There are many types of chemical-warfare agents that affect different parts of the body. Pulmonary agents affect the lungs and airways. They include traditional “choking” agents, such as chlorine, phosgene, diphosgene, and chloropicrin, and some blistering agents, such as sulfur mustard, Lewisite, and phosgene oxime (which also affect the skin), as well as military smokes, products of combustion, and many toxic industrial chemicals. Most of these compounds are gases or liquids that evaporate easily.
Agents are divided into two types depending on which part of the respiratory tract is largely affected:
Mixed-effect agents can affect large airways, small airways, and the alveoli.
Type 1 agents include ammonia, hydrogen chloride, hydrogen fluoride, riot-control agents, most smokes, sulfur dioxide, and sulfur mustard.
Type 2 agents include chloropicrin, methyl isocyanate, phosgene, and carbon tetrachloride.
Mixed-effect agents act in both large airways and alveoli in low to moderate doses. They include chlorine, HC (hexachloroethane plus zinc oxide) smoke, and Lewisite.
Initial exposure to type 1 agents causes sneezing, coughing, and spasm of the windpipe, which can block the airway. Eye irritation can also occur. People with windpipe spasm are hoarse, have wheezing, and make a gasping sound as they breathe in. This sound is called stridor. However, with high doses of type 1 agents, delayed-onset chest tightness or shortness of breath (type 2 effects) may also occur.
With type 2 agents, victims usually feel well at first except for some initial coughing and irritation, which then resolve. However, several hours later they develop chest tightness or shortness of breath due to fluid buildup in the lungs (pulmonary edema). Shortness of breath that develops within 4 hours of exposure is a sign that the person may have been exposed to a potentially lethal dose.
━━━━
→ Problem 1: Please reproduce the chemical-warfare passage between "Agents are divided" and "and carbon tetrachloride.", inclusive, changing "riot-control agents" to "tear gases".
→ Problem 2: In the chemical-warfare passage, what causes the chest tightness or shortness of breath that people exposed to type 2 agents develop several hours later?
The records have nothing to do with the chemical-warfare passage or the tasks on it.
━━━━
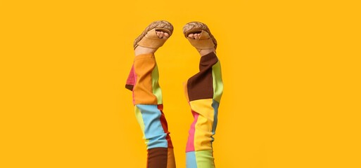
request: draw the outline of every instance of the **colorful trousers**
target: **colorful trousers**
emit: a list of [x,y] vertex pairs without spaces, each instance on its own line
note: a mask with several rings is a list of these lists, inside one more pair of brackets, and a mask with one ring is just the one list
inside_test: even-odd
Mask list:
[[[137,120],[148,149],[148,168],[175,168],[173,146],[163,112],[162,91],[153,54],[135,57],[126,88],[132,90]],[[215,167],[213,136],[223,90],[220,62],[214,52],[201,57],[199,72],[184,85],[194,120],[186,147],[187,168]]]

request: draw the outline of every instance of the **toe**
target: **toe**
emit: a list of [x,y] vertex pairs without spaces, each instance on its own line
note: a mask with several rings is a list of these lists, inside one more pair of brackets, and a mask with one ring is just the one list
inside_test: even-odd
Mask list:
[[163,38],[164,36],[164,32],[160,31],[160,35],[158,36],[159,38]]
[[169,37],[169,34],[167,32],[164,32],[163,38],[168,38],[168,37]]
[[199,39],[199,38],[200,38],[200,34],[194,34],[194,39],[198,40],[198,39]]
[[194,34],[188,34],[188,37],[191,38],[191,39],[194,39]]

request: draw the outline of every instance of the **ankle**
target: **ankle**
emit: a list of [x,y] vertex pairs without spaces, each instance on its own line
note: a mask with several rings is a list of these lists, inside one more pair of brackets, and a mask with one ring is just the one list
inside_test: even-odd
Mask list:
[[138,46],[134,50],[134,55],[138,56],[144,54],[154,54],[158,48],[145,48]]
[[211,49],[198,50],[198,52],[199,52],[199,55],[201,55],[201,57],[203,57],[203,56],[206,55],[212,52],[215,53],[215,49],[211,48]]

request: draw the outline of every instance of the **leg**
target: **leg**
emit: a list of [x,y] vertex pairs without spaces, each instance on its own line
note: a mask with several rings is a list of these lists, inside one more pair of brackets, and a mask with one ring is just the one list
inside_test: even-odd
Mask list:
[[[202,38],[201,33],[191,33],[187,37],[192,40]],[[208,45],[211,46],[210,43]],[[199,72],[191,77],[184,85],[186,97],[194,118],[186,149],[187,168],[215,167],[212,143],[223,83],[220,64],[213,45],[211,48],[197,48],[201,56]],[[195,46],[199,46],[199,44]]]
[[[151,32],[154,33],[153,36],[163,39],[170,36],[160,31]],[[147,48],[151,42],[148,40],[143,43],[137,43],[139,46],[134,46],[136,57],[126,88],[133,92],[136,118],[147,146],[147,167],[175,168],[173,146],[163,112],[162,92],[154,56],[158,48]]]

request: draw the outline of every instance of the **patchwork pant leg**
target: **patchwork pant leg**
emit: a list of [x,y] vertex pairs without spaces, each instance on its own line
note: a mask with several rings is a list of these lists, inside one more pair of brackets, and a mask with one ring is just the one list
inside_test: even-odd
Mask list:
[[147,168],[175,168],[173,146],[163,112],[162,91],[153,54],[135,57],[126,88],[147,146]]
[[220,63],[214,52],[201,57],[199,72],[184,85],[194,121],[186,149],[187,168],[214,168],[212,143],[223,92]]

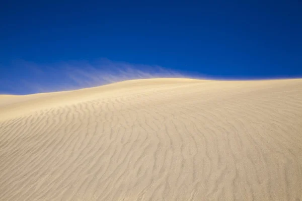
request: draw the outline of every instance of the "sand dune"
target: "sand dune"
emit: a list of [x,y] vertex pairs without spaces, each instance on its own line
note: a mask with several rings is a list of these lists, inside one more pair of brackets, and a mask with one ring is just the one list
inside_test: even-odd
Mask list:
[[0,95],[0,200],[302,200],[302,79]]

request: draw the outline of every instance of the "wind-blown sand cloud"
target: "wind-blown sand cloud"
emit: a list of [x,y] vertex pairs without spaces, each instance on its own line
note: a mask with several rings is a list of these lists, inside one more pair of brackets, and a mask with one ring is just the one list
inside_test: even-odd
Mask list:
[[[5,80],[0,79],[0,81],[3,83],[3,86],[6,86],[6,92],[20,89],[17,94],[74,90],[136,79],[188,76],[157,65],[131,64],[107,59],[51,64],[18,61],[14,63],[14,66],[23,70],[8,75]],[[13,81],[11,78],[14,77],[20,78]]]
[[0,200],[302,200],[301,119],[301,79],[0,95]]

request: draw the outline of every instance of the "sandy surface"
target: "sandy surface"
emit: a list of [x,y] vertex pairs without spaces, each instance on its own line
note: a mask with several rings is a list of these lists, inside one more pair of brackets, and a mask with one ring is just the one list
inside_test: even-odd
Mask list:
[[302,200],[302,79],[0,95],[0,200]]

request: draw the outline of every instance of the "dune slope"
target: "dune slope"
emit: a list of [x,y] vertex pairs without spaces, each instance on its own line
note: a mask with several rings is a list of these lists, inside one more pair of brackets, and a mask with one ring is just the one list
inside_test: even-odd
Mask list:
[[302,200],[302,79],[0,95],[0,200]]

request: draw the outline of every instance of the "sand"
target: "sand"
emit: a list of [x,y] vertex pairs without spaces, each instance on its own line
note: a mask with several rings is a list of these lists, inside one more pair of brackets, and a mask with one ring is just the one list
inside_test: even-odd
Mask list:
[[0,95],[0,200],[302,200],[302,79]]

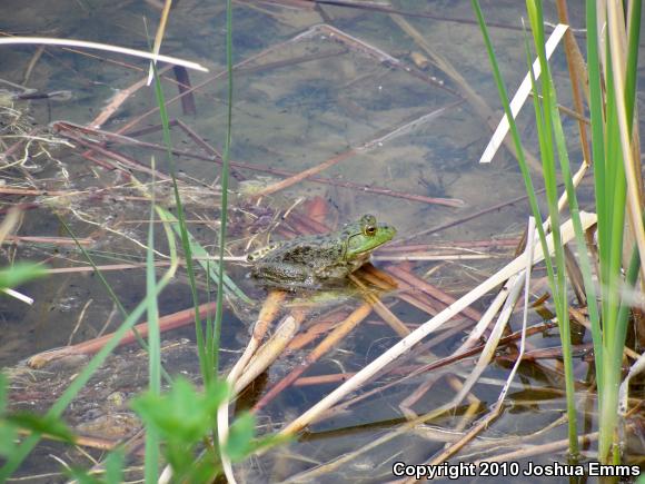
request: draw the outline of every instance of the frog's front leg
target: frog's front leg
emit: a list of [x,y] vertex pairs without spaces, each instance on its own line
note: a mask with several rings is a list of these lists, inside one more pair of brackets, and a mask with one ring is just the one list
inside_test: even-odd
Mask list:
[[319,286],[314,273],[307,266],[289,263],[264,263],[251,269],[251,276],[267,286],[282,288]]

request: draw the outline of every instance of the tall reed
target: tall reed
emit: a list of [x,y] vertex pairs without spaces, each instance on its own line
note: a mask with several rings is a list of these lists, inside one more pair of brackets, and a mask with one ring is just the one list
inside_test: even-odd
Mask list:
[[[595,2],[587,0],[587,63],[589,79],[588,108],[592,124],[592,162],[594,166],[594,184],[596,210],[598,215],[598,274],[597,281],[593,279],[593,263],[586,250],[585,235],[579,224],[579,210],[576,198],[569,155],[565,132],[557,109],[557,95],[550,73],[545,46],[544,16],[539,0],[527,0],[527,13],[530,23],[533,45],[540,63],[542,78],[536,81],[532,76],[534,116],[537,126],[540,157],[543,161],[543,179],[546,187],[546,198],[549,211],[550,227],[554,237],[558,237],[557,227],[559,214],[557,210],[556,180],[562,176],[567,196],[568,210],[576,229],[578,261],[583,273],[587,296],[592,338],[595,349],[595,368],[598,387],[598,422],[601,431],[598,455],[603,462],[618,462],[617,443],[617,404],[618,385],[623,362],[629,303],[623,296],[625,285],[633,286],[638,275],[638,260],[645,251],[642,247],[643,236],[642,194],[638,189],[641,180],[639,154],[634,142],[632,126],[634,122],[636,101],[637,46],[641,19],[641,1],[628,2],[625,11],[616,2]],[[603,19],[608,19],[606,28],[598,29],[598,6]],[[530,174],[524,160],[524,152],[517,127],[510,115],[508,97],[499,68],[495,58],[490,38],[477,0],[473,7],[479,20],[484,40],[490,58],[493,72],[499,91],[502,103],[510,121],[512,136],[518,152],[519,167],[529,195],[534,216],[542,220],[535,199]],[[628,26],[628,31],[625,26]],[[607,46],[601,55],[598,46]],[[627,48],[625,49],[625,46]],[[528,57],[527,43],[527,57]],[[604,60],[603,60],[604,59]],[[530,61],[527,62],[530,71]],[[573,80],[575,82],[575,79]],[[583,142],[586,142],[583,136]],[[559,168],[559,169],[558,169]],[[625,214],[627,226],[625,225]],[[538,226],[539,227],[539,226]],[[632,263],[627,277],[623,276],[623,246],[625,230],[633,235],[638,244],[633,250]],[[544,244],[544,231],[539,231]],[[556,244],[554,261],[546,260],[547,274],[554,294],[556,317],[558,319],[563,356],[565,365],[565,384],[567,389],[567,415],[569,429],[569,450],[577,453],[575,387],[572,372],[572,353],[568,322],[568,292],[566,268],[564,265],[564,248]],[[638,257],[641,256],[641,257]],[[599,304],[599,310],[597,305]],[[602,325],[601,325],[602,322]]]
━━━━
→ Written response 1:
Agents are divided into two types depending on which part of the respiratory tract is largely affected:
Mixed-effect agents can affect large airways, small airways, and the alveoli.
Type 1 agents include ammonia, hydrogen chloride, hydrogen fluoride, tear gases, most smokes, sulfur dioxide, and sulfur mustard.
Type 2 agents include chloropicrin, methyl isocyanate, phosgene, and carbon tetrachloride.

→ Written response 2: The symptoms come from fluid buildup in the lungs, which is called pulmonary edema.